* **Source document**:
________________________________________

Indian High Commissioner to Maldives, Sunjay Sudhir on Saturday, announced the successful repatriation of 305 Indian citizens, in two separate flights, under phase two of India's Vande Bharat Mission.
According to the High Commissioner, an evacuation flight from Maldives carrying 152 Indian nationals left to Bangalore, India, on Friday. A second repatriation flight to Delhi, India, departed on Saturday, carrying an additional 153 Indian nationals.
Speaking about Indian government's evacuation operation, High Commissioner Sunjay Sudhir revealed plans to arrange additional evacuation flights in the upcoming coming weeks, adding that Indian Navy vessels will also assist with the planned repatriation efforts.
Approximately 1,800 Indian citizens have returned to their homes through the joint efforts led by Maldivian and Indian authorities.
Several foreign citizens, including tourists and expatriate workers, were stranded in the island nation when the Maldivian government stopped issuing on-arrival-visas and closed its borders on March 27 over the virus outbreak in the country.
A number of special flights have been scheduled since, to undertake the repatriation work of returning foreign nationals to their home countries. Authorities are also working with foreign governments to bring back Maldivians stranded overseas due to the pandemic.
The COVID-19 outbreak in the capital has disproportionately affected its expatriate population, the majority of whom live in highly congested quarters where it is impossible to reduce contact or exercise social distancing. Local and international civil society organizations describe these living quarters as, "claustrophobic", "unsanitary" and "overcrowded".
Maldives recorded its first COVID-19 case involving an expatriate worker on April 19. Presently, 65 percent of all confirmed cases constitute expatriates. Till date, 119 Indian nationals have tested positive for the virus in Maldives.
Maldives currently records 1,274 confirmed cases of COVID-19 with 1,161 active cases, 109 recoveries and four fatalities. Its capital Malé, one of the most densely populated places in the world, has recorded a significant increase in COVID-19 cases since recording its first local transmission on April 15.
The World Health Organization has classified the spread of COVID-19 as a global pandemic. The new strain of novel coronavirus has infected over 5.3 million people and claimed over 340,216 lives around the world. However, 2.16 million people have recovered from the infection.

________________________________________

* **Parts of the exercise**:
(A) In the repatriation report, how many Indian nationals were on the evacuation flight from the Maldives to Bangalore?
(B) Copy the repatriation report word for word from "According to the" to "planned repatriation efforts.".

* **Available data**:
________________________________________

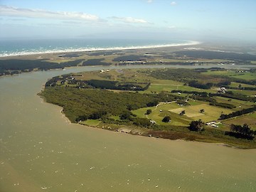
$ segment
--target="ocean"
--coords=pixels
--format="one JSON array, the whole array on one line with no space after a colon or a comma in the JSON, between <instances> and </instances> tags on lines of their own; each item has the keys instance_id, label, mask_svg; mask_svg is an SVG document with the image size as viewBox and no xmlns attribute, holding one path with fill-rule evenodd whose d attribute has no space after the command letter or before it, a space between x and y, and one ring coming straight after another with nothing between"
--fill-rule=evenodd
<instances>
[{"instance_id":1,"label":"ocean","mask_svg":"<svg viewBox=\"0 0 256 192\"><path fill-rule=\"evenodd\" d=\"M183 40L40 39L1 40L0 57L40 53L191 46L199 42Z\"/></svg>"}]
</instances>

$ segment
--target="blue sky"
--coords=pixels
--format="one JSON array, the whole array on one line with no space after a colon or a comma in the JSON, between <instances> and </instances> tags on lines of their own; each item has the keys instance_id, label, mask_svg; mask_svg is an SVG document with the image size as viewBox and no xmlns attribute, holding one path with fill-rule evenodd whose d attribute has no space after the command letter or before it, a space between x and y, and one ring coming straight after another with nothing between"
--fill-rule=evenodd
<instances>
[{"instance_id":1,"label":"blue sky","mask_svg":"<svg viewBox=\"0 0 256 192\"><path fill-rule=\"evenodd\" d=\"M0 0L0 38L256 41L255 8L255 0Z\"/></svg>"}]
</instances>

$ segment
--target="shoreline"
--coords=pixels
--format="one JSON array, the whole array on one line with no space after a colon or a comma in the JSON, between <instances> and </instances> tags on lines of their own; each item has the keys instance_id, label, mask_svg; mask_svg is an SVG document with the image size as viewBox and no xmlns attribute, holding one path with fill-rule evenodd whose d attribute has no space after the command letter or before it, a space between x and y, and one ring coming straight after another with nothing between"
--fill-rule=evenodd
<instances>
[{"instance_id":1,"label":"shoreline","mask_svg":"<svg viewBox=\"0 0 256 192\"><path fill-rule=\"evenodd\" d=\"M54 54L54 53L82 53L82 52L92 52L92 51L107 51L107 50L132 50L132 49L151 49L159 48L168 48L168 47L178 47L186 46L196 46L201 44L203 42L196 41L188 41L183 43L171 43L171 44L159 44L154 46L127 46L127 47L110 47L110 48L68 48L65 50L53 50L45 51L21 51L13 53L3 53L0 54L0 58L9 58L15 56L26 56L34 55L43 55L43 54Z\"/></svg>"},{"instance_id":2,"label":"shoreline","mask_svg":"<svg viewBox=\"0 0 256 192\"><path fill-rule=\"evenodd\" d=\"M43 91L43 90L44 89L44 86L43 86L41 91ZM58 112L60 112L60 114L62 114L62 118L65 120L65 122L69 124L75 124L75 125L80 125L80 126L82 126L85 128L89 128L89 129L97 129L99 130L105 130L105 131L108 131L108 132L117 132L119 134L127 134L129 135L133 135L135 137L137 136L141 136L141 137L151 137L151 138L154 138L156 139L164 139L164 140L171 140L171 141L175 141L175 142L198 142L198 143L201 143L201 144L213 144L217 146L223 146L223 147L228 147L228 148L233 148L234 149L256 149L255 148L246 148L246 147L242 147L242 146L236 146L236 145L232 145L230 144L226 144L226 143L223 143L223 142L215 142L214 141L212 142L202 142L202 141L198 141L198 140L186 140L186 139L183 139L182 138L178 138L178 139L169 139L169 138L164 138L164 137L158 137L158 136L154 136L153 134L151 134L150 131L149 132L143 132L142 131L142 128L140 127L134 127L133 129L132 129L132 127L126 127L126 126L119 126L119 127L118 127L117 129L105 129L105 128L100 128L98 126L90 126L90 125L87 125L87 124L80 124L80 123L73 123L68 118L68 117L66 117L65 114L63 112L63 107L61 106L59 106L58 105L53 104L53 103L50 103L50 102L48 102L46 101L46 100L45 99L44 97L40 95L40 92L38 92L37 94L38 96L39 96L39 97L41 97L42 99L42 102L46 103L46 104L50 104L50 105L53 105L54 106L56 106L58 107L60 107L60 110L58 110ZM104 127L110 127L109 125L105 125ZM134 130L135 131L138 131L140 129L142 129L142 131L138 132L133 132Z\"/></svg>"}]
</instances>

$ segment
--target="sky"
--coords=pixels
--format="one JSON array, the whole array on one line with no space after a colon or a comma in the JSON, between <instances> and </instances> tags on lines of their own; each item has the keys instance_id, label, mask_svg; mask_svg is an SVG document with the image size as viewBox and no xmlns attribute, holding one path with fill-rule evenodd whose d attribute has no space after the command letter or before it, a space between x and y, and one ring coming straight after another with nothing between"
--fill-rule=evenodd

________________________________________

* **Answers below**:
(A) 152 Indian nationals

(B)
According to the High Commissioner, an evacuation flight from Maldives carrying 152 Indian nationals left to Bangalore, India, on Friday. A second repatriation flight to Delhi, India, departed on Saturday, carrying an additional 153 Indian nationals.
Speaking about Indian government's evacuation operation, High Commissioner Sunjay Sudhir revealed plans to arrange additional evacuation flights in the upcoming coming weeks, adding that Indian Navy vessels will also assist with the planned repatriation efforts.